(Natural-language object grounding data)
◆ ◆ ◆ ◆ ◆ ◆ ◆

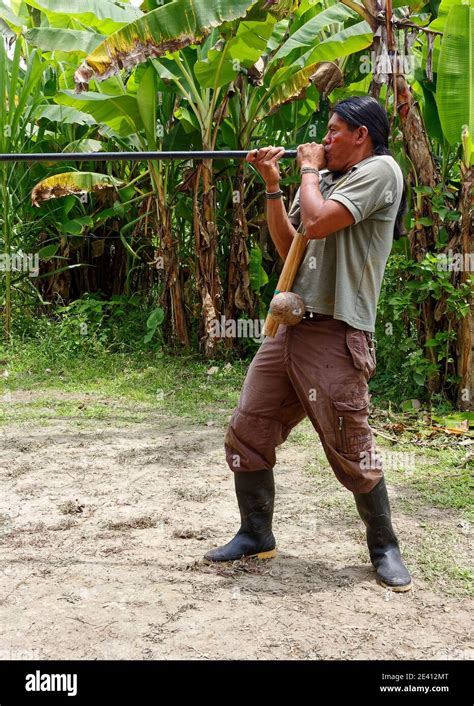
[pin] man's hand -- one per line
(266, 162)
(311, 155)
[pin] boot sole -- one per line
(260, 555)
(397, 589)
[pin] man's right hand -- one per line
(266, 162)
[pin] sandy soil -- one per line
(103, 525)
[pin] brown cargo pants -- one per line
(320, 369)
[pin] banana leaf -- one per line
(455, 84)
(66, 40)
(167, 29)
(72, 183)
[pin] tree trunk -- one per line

◆ ◆ ◆ ◆ ◆ ◆ ◆

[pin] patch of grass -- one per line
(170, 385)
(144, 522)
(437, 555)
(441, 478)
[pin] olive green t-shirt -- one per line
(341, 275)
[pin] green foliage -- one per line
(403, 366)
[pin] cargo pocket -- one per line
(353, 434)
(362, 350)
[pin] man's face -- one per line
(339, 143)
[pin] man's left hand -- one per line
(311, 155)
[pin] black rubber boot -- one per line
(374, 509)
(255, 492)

◆ ◆ ◆ ◆ ◆ ◆ ◆

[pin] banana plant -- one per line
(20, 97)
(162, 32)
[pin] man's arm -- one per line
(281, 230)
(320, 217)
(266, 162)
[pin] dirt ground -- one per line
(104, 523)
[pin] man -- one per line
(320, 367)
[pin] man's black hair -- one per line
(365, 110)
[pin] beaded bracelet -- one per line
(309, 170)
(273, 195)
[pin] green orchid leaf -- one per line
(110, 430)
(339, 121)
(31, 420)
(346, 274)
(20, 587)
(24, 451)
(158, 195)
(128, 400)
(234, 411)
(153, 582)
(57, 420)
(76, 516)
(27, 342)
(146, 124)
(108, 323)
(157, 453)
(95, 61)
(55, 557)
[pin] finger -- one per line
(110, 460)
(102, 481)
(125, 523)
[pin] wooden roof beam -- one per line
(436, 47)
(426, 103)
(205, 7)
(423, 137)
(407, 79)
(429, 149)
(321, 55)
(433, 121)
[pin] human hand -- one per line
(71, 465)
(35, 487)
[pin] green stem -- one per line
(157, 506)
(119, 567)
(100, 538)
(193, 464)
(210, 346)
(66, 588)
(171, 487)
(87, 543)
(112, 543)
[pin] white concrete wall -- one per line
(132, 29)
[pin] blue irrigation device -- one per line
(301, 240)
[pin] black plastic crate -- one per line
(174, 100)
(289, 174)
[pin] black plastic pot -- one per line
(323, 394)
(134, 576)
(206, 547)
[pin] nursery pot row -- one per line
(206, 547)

◆ ◆ ◆ ◆ ◆ ◆ ◆

### WORK TASK:
Every line from the line containing "[pin] man's hand -- one per line" through the line containing "[pin] tree trunk -- one per line" in the records above must be retyped exactly. Leave out the rest.

### RESULT:
[pin] man's hand -- one per line
(266, 162)
(311, 155)
[pin] boot sole -- one per line
(260, 555)
(397, 589)
[pin] man's right hand -- one per line
(266, 162)
[pin] sandy soil -- one per line
(103, 525)
[pin] brown cargo pants -- one per line
(320, 369)
[pin] banana leaf -- one per line
(455, 84)
(66, 40)
(167, 29)
(72, 183)
[pin] tree trunk -- one per line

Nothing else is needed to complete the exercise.